start GIVEN PASSAGE

Fixed-point computation refers to the process of computing an exact or approximate fixed point of a given function. In its most common form, we are given a function f that satisfies the condition to the Brouwer fixed-point theorem, that is: f is continuous and maps the unit d-cube to itself. The Brouwer fixed-point theorem guarantees that f has a fixed point, but the proof is not constructive. Various algorithms have been devised for computing an approximate fixed point. Such algorithms are used in economics for computing a market equilibrium, in game theory for computing a Nash equilibrium, and in dynamic system analysis.

## Definitions

The unit interval is denoted by $E:=[0,1]$ , and the unit d-dimensional cube is denoted by Ed. A continuous function f is defined on Ed (from Ed to itself). Often, it is assumed that f is not only continuous but also Lipschitz continuous, that is, for some constant L, $|f(x)-f(y)|\leq L\cdot |x-y|$  for all x,y in Ed.

A fixed point of f is a point x in Ed such that f(x) = x. By the Brouwer fixed-point theorem, any continuous function from Ed to itself has a fixed point. But for general functions, it is impossible to compute a fixed point precisely, since it can be an arbitrary real number. Fixed-point computation algorithms look for approximate fixed points. There are several criteria for an approximate fixed point. Several common criteria are:

• The residual criterion: given an approximation parameter $\varepsilon >0$  , An ε-residual fixed-point of f is a point x in Ed such that $|f(x)-x|\leq \varepsilon$ , where here |.| denotes the maximum norm. That is, all d coordinates of the difference $f(x)-x$  should be at most ε.: 4
• The absolute criterion: given an approximation parameter $\delta >0$ , A δ-absolute fixed-point of f is a point x in Ed such that $|x-x_{0}|\leq \delta$ , where $x_{0}$  is any fixed-point of f.

end GIVEN PASSAGE
start DATA PROVIDED

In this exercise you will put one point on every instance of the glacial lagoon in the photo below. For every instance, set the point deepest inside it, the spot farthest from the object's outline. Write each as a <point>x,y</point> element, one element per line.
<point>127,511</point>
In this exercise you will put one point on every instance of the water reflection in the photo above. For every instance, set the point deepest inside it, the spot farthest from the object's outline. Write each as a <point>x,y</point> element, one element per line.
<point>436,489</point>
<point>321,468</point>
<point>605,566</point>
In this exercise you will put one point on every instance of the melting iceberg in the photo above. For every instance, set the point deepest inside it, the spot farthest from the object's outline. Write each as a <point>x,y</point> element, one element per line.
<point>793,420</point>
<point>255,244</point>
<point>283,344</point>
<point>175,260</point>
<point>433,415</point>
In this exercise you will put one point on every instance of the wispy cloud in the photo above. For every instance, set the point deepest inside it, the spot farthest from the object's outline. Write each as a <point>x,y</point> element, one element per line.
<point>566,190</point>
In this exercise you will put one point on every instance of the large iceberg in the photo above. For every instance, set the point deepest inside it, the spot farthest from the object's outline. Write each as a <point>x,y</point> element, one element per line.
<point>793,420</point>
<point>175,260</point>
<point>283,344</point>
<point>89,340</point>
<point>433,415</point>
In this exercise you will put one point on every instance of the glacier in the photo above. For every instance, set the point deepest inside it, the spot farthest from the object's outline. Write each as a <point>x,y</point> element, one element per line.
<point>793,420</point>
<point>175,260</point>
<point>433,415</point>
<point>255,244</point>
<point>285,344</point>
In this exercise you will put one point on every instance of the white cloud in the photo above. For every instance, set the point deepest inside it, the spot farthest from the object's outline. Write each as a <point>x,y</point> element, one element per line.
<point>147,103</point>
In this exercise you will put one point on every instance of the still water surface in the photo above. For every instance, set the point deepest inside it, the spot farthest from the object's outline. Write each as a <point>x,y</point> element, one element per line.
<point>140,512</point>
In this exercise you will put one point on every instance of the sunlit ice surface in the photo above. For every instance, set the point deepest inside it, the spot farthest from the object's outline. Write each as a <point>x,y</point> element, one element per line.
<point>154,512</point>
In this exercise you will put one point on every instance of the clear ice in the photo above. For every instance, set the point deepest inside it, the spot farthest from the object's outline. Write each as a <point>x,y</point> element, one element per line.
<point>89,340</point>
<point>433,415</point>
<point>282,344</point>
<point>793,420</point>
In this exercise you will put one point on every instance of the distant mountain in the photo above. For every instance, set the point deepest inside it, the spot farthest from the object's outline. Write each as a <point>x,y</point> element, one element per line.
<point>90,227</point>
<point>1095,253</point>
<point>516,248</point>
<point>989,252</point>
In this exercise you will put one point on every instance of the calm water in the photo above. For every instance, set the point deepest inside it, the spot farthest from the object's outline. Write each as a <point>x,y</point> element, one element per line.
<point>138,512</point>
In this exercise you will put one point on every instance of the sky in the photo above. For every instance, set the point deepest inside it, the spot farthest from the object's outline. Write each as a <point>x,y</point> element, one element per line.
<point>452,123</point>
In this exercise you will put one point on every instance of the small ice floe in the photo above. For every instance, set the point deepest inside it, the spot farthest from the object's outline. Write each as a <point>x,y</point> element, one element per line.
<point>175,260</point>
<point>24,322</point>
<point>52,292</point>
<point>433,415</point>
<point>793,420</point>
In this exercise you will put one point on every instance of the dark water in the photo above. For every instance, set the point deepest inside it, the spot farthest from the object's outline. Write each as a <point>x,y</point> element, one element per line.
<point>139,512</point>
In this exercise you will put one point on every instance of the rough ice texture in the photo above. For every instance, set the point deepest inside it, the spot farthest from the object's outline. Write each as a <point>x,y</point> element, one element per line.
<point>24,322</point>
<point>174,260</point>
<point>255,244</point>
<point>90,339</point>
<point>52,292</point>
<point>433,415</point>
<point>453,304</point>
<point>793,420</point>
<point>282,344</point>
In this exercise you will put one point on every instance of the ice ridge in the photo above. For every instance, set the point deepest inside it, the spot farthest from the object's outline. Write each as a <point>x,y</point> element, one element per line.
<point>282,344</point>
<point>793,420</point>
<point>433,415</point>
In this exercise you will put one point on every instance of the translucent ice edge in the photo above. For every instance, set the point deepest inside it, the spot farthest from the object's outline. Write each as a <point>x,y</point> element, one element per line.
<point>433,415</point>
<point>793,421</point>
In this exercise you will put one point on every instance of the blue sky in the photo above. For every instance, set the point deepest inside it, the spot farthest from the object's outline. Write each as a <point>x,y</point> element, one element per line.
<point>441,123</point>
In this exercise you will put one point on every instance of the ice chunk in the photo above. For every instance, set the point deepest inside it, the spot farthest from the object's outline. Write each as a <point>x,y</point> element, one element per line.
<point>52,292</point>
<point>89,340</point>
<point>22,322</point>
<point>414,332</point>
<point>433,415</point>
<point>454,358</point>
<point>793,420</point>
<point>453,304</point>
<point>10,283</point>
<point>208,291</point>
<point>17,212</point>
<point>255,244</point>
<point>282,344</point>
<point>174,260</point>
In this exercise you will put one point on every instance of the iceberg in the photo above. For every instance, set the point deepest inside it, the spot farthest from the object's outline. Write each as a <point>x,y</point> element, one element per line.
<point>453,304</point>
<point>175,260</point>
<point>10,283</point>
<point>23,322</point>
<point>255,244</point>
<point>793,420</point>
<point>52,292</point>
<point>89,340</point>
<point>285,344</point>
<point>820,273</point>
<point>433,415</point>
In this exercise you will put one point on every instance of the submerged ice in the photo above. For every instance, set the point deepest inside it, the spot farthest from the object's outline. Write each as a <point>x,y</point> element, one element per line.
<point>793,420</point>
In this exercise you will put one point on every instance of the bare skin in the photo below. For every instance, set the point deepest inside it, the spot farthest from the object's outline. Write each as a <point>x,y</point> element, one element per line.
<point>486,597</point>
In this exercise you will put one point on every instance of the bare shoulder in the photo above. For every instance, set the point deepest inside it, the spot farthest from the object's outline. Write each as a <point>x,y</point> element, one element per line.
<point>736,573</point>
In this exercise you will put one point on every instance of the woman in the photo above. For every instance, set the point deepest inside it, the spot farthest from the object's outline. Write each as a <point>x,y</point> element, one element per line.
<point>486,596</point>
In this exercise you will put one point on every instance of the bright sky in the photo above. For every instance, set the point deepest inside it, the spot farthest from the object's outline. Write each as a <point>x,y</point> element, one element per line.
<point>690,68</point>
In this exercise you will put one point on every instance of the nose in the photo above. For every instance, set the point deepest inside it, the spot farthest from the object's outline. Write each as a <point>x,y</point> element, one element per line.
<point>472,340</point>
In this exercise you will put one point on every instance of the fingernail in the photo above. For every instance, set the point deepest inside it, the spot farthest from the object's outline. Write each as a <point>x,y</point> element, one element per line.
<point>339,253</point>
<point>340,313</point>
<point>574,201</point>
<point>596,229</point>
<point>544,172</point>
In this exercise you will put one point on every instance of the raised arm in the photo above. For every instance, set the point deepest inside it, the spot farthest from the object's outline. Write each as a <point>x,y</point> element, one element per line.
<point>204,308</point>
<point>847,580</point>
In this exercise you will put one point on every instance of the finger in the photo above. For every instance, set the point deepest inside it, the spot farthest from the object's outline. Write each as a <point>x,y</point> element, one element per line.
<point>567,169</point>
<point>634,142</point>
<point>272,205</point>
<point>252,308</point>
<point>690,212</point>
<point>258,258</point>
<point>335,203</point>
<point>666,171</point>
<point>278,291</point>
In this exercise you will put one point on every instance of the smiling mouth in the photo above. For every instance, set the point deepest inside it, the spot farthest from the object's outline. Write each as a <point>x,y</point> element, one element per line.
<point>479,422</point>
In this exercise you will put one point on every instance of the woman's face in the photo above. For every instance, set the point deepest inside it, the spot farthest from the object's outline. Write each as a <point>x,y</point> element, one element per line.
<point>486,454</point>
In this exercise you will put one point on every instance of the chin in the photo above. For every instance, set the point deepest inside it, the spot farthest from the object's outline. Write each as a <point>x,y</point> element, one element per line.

end DATA PROVIDED

#### EXERCISE TASK 1
Check each statement against the fixed-point computation text and answer yes or no, quoting the words that decide it.
(a) The proof of the Brouwer fixed-point theorem is constructive.
(b) Algorithms for approximate fixed points are used in game theory to compute a Nash equilibrium.
(c) In the residual criterion, |.| stands for the Euclidean norm.
#### EXERCISE TASK 2
According to the fixed-point computation text, what stronger condition than continuity is often assumed for f?
#### EXERCISE TASK 3
Carry the fixed-point computation text forward from its final sentence.

#### TASK OUTPUT 1
(a) No: "the proof is not constructive."
(b) Yes: "in game theory for computing a Nash equilibrium"
(c) No: "where here |.| denotes the maximum norm"

#### TASK OUTPUT 2
That f is Lipschitz continuous: for some constant L, |f(x) − f(y)| ≤ L·|x − y| for all x, y in Ed.

#### TASK OUTPUT 3
• The relative criterion: given an approximation parameter $\delta >0$ , A δ-relative fixed-point of f is a point x in Ed such that $|x-x_{0}|/|x_{0}|\leq \delta$ , where $x_{0}$  is any fixed-point of f.

For Lipschitz-continuous functions, the absolute criterion is stronger than the residual criterion: If f is Lipschitz-continuous with constant L, then $|x-x_{0}|\leq \delta$  implies $|f(x)-f(x_{0})|\leq L\cdot \delta$ . Since $x_{0}$  is a fixed-point of f, this implies $|f(x)-x_{0}|\leq L\cdot \delta$ , so $|f(x)-x|\leq (1+L)\cdot \delta$ . Therefore, a δ-absolute fixed-point is also an ε-residual fixed-point with $\varepsilon =(1+L)\cdot \delta$ .

The most basic step of a fixed-point computation algorithm is a value query: given any x in Ed, the[sentence fragment]

The function f is accessible via evaluation queries: for any x, the algorithm can evaluate f(x). The run-time complexity of an algorithm is usually given by the number of required evaluations.

## Contractive functions

A Lipschitz-continuous function with constant L is called contractive if L < 1; it is called weakly-contractive if L ≤ 1.Every contractive function satisfying Brouwer's condisions has a unique fixed point. Moreover, fixed-point computation for contractive functions is easier than for general functions.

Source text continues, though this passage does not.